What the task requires:
Retype each entry below, keeping every character the same.

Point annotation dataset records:
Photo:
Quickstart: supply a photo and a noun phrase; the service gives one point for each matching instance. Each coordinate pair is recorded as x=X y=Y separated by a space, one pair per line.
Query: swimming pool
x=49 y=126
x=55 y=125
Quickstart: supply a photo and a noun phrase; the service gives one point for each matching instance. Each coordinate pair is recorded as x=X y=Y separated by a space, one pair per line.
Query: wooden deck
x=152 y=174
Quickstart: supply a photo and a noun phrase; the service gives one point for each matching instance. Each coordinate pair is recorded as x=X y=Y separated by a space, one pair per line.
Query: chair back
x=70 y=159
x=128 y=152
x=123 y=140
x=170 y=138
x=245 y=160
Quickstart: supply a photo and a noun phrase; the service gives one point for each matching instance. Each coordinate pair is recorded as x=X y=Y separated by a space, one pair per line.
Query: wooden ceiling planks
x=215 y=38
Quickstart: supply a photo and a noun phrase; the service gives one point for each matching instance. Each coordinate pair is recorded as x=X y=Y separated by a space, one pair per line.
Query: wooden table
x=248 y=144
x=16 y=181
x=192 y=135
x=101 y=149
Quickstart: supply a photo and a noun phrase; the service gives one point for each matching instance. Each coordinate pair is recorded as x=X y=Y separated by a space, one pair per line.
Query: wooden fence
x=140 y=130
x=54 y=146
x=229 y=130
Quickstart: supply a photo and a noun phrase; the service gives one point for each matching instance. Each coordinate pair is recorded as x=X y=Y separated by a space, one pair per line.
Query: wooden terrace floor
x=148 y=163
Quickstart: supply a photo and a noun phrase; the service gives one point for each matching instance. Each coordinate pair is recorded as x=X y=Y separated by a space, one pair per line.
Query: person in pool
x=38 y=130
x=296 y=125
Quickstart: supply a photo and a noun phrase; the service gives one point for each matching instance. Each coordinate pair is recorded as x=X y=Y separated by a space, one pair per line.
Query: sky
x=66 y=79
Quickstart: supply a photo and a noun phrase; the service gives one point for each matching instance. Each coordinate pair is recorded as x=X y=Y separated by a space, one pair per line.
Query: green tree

Reply to the task:
Photo:
Quickstart: supply a photo and a noun phrase; the service gives one point for each matching instance. Each coordinate pair is recorded as x=X y=Y separated by a space, one pair per line.
Query: swimming pool
x=49 y=126
x=55 y=125
Quickstart: supply a photo and a noun phrase; the service gives one point for each matching instance. Each coordinate pair is recorded as x=X y=Y separated by a space, one pair per line.
Query: wooden deck
x=152 y=174
Quickstart: supply a photo and a noun phrase; the service gives one point for each matching instance. Each coordinate pair is recorded as x=X y=Y separated by a space, one pair per line.
Query: chair back
x=70 y=159
x=128 y=152
x=123 y=140
x=170 y=138
x=245 y=160
Quickstart: supply a photo and a noun phrase; the service gives one point for each matching instance. Each coordinate pair is recorded as x=X y=Y separated by a space, one pair per line.
Query: wooden ceiling planks
x=215 y=38
Quickstart: supply a photo and a noun phrase; the service gives one point for each matching instance. Each coordinate pair is recorded as x=X y=Y separated by a space, one pair per line.
Query: wooden table
x=248 y=144
x=16 y=181
x=192 y=135
x=101 y=149
Quickstart: supply a photo and a noun phrase; the service gives one point for each matching instance. Each coordinate pair is recorded as x=X y=Y separated by a space, one pair per line.
Query: wooden fence
x=140 y=130
x=54 y=146
x=229 y=130
Quickstart: supply a photo and a noun phrase; the service gives one point for each matching instance. Each coordinate pair is recorded as x=X y=Y separated by a space, one pair per line.
Query: wooden terrace floor
x=148 y=163
Quickstart: supply a photo and a noun phrase; the service gives one point for each matching instance. Each coordinate pair is recorded as x=X y=Y separated by a space, one pair per line.
Query: person in pool
x=38 y=130
x=296 y=125
Quickstart: supply a photo and a noun phrase; the service gives one point for each matching instance. Each coordinate pair is recorded as x=X y=Y separated by a space, one pair per line.
Query: sky
x=66 y=79
Quickstart: supply a photo and a noun phrase; the service gives one point for each matching instance. Each coordinate pair is recorded as x=X y=Y separated by a space, one pair per line.
Query: green tree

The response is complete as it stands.